**QUELLENAUSZUG:**
--

Das Muschelessen

vanderbeke-1Demontage einer verlogenen Idylle

Gleich ihr Erstling «Das Muschelessen» hat Birgit Vanderbeke 1990 den Ingeborg-Bachmann-Preis eingebracht. Diese Erzählung ist bis heute ihr bekanntestes Werk geblieben und wird inzwischen auch als Schullektüre benutzt, nicht immer zur Freude der Schüler, wie man dem Internet entnehmen kann. In ihrer Geschichte finden sich einige Parallelen zur Vita der Autorin, obwohl sie jedwede biografische Ähnlichkeit natürlich verneint. Wer das Buch gelesen hat, weiß warum!

Ich-Erzählerin ist die gerade volljährig gewordene Tochter eines Ehepaares, das aus der DDR nach Westdeutschland übergesiedelt war und sich dort zur Zeit des Wirtschaftswunders, verbissen und zielstrebig, ein neues Leben aufgebaut hat. Der Vater ist als Mathematiker in hervorgehobener Position tätig, die Mutter arbeitet als Lehrerin, der Bruder ist wie die Erzählerin noch Schüler. Die Handlung erstreckt sich zeitlich über knapp vier Stunden eines Abends, an dem es Muscheln geben soll, das Lieblingsessen des Vaters. Als der sonst überpünktliche Vater um 18 Uhr noch nicht eingetroffen ist, beginnen die Drei sich zögernd über die ekligen Miesmuscheln zu unterhalten, die außer dem Vater eigentlich niemand richtig mag in der Familie. Je später es wird, desto anklagender werden die Gespräche über den abwesenden Vater und dessen despotisches Gehabe, dem alle devot folgen müssen ohne aufzumucken, der penible Ordnung verlangt und immer das letzte Wort haben muss als Oberhaupt einer richtigen Familie, wie er es immer nennt. Eine inzwischen geöffnete Spätlese löst allen die Zunge, die Anklagen gegen den Vater werden immer drastischer, auch die anfänglich noch zurückhaltende Mutter begehrt zunehmend auf gegen ihren Mann, ob es nun um die Finanzen geht oder das Konzertabonnement, das Urlaubsziel oder das strenge Reglement im Tagesablauf, vor allem aber seine Brutalität bei dem, was er die Erziehung seiner Kinder nennt, die in Wahrheit eher einer Dressur gleichkommt. Am Ende erwähnt die Mutter zum Schrecken der Kinder sogar die mythische Königstochter Medea, «Alle vergiften, und dann ist Ruhe» sagt sie. Als um Viertel vor zehn schließlich das Telefon klingelt, geht die Mutter nicht ran, schüttet die inzwischen schlecht gewordenen Muscheln in den Mülleimer und sagt zum Sohn: «Würdest du bitte den Müll runter tragen». Mit diesem symbolträchtigen Satz endet die Erzählung.

--

**AUFLISTUNG:**
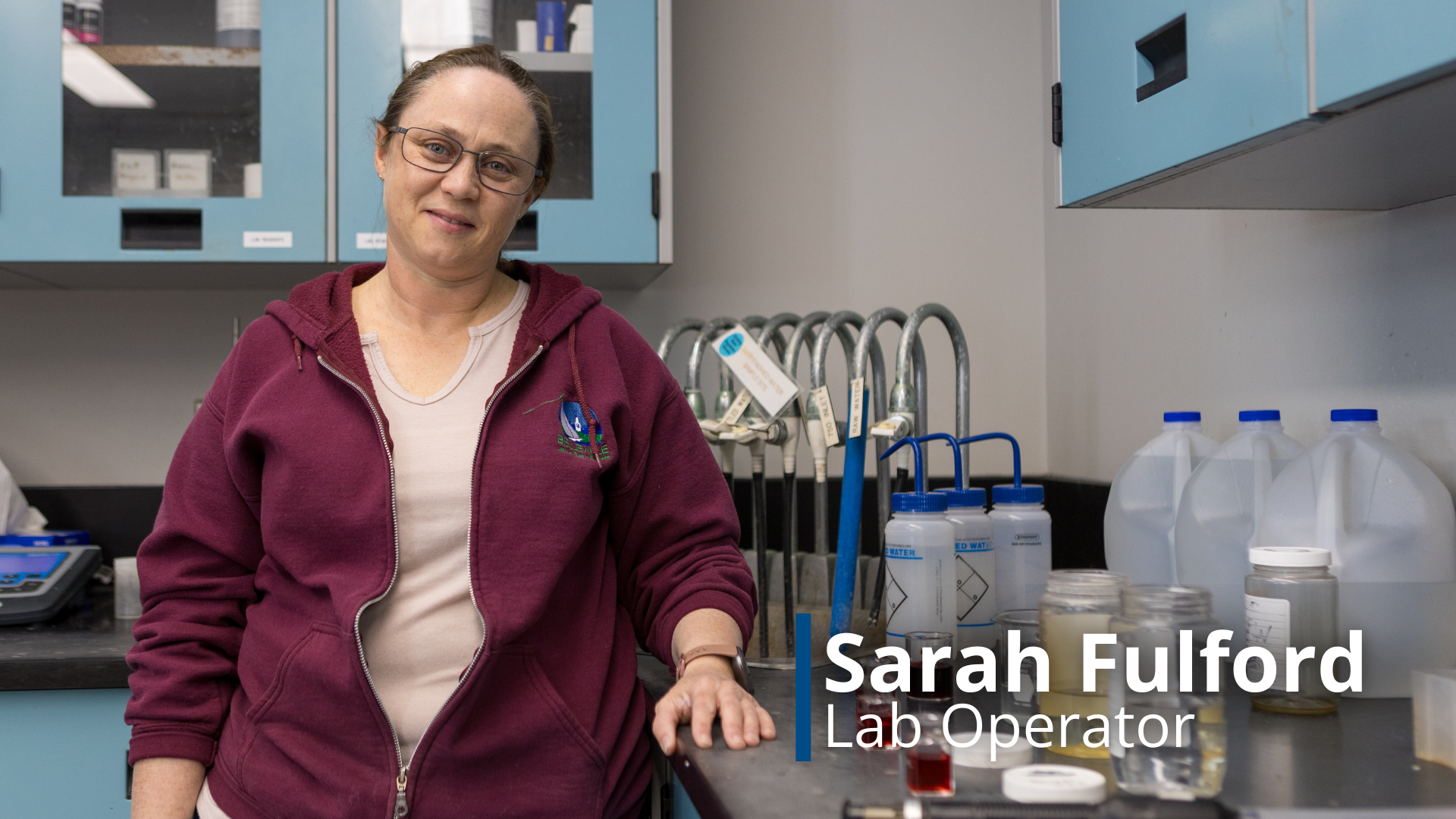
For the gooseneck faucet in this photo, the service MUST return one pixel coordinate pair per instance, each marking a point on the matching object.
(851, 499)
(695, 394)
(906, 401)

--

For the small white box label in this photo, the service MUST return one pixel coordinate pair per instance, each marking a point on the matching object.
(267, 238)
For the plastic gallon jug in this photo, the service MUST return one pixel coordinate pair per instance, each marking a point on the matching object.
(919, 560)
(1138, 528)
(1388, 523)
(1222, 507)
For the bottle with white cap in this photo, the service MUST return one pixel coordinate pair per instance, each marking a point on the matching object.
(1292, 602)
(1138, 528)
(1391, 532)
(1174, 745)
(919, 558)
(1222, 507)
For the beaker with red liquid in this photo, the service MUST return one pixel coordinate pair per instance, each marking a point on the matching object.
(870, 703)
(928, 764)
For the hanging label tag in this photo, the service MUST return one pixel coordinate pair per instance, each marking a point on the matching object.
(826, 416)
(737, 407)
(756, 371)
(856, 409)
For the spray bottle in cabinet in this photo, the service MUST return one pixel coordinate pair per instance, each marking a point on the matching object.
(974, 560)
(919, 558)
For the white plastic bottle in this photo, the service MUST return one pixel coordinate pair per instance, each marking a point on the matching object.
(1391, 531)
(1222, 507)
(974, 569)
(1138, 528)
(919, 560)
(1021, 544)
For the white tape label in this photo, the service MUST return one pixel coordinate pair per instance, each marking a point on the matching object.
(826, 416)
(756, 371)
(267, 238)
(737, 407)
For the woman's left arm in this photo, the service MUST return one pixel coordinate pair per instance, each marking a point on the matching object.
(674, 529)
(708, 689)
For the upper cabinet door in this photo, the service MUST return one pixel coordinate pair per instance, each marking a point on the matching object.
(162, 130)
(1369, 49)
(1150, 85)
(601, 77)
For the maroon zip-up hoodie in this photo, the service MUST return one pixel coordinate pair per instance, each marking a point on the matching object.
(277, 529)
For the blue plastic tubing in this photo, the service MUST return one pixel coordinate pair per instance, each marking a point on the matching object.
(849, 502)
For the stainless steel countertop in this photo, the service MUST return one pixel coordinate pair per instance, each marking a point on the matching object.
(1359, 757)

--

**AUFGABEN:**
(A) Mit welchem Preis wurde Birgit Vanderbeke laut dem Text über «Das Muschelessen» 1990 ausgezeichnet?
(B) Setze den Text über «Das Muschelessen» im Anschluss an seinen letzten Satz fort.
Die Zeilen sind eigenständiges Material und haben mit dem Text über «Das Muschelessen» nichts zu tun.

**ERGEBNISSE JE AUFGABE:**
(A) Mit dem Ingeborg-Bachmann-Preis.

(B)
In weiten Teilen wird die Geschichte in Form des Bewusstseinsstroms erzählt, ohne Absatz und ohne direkte Rede geschrieben, in langen, hypotaktischen Satzkonstruktionen mit einer sehr naiv wirkenden Sprache. Gleichwohl werden damit unterschwellig viele Assoziationen ausgelöst, werden immer wieder wie unbeabsichtigt versuchsballonartig Stichwörter eingeschoben, die im Folgenden dann doch noch ausführlich thematisiert werden. Verdi, um ein Beispiel zu nennen, von dem der Vater jeden Sonntagvormittag eine Platte anhört, wobei er die Kinder zwingt, dabei zu sitzen. Und «wenn dieser Verdi im Wohnzimmer alle war», ist die Mutter aus der Küche gekommen und hat «gleich gelüftet, um den Troubadour rauszulassen», jene, wie sie – schon leicht beschwipst – an diesem Abend erstmals mutig sagt, «akustische Wohnzimmerpest».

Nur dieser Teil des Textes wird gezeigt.